- Bronfragment

________

De grens van 500.000 laadpunten in Nederland gepasseerd, zo rapporteert de Nationale Agenda Laadinfrastructuur (NAL) in de Voortgangsrapportage die vanochtend aan de Tweede Kamer is aangeboden. Het gaat om private, (semi-) publieke laadpunten en snellaadpunten. Semipublieke laadpunten zijn publiek toegankelijk, maar zijn doorgaans met beperkingen toegankelijk zoals werk- en bezoeklocaties (bijvoorbeeld supermarkten en kantoren).
De NAL heeft als opgave voldoende laadinfrastructuur te realiseren zodat een snelle transitie naar elektrisch vervoer mogelijk wordt gemaakt. Gemeenten en NAL-regio’s hebben een gezamenlijke verantwoordelijkheid voor de uitrol van publieke laadinfrastructuur en hebben ook een vitale rol in het faciliteren van andere vormen van laden, zoals semipubliek en privaat laden (waaronder laadpunten voor Verenigingen van Eigenaren – VvE’s). Uitgangspunt voor de NAL is dat het laden van een elektrisch voertuig net zo gemakkelijk is als het laden van een mobiele telefoon: eenvoudig, slim en overal.
Goed op koers
Gerben Jan Gerbrandy, voorzitter NAL: “ “We liggen goed op koers. Nederland behoort tot de koplopers van Europa als het gaat om laadinfrastructuur. Maar er zijn ook uitdagingen. De groei van elektrisch vervoer neemt elk jaar toe. Met name bij de uitrol van snelladers en laadmogelijkheden voor zwaar vervoer is voldoende capaciteit een zorg. Er wordt landelijk en regionaal door overheden en netbeheerders veel gedaan om de capaciteit slimmer te benutten en uit te breiden. Die belangen voor mobiliteit zouden steviger verankerd moeten worden in de besluitvorming.”

________

- Gegevensrecords
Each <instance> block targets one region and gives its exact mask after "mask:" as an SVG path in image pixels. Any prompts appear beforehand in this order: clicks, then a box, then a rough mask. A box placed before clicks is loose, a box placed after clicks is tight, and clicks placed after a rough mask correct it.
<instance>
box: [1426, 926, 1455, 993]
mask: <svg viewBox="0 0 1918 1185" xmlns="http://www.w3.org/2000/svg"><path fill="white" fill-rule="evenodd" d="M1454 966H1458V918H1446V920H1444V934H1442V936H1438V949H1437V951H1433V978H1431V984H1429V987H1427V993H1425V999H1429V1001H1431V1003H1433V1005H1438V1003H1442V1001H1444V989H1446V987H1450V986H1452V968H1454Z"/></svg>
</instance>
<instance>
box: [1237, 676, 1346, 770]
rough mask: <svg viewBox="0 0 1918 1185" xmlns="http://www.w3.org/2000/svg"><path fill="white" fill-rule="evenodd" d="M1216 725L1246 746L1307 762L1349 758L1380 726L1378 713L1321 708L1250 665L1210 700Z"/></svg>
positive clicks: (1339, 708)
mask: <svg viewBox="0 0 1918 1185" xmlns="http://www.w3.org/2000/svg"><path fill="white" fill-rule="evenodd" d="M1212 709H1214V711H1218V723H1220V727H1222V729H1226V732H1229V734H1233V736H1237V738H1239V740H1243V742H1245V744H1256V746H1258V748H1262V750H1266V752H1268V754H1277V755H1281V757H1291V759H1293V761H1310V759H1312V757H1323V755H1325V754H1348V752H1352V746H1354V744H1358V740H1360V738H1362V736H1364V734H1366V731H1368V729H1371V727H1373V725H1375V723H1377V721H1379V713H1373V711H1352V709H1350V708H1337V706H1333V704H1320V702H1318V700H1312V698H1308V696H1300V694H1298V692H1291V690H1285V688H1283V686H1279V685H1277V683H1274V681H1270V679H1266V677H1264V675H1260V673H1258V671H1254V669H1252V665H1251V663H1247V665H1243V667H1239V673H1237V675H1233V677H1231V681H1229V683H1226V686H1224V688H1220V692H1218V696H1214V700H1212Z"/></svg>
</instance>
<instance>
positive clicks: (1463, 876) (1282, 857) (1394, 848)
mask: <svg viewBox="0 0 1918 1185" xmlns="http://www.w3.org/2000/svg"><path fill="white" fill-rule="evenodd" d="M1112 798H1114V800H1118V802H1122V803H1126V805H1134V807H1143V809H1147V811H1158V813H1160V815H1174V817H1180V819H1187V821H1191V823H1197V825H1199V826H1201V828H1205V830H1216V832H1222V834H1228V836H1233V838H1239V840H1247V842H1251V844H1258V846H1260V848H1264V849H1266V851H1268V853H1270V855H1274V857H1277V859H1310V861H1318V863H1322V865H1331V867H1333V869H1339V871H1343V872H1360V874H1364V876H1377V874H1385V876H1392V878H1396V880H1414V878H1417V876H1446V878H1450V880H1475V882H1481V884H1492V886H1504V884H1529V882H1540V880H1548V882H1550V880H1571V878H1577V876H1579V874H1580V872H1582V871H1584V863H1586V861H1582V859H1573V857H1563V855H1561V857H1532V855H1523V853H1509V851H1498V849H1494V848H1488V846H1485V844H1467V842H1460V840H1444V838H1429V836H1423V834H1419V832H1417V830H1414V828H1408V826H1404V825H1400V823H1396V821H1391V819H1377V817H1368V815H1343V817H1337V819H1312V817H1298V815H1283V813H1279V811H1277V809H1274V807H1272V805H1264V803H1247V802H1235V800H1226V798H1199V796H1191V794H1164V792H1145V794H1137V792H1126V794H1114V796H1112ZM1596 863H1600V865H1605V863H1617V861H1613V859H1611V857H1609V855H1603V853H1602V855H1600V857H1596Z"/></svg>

________

- Opdracht 1
Welke grens is volgens de tekst over laadpunten in Nederland gepasseerd?
- Opdracht 2
Ga verder met de tekst over laadpunten, te beginnen na de laatste zin.
De records staan los van de tekst over laadpunten.

- Resultaat oefening 1
De grens van 500.000 laadpunten.

- Resultaat oefening 2
Aantallen laadpunten per regio
Per eind april 2023 zijn er 518.000 laadpunten in Nederland, dit is inclusief het geschatte aantal private laadpunten (384.200 private laadpunten). De verhouding tussen publiek en thuis (privaat) laden verschilt sterk per regio, zo blijkt uit de gepresenteerde cijfers in de rapportage. Dit komt doordat inwoners in bepaalde regio’s vaker over een eigen oprit of eigen parkeerplaats beschikken. In de stedelijke gebieden is dit minder het geval waardoor het aantal private laadpunten in verhouding lager is en men meer op de publieke laadinfrastructuur aangewezen is. In de landelijke regio’s, Noord voorop, laadt 88% van de EV-rijders thuis (op landelijk is dit percentage 67%).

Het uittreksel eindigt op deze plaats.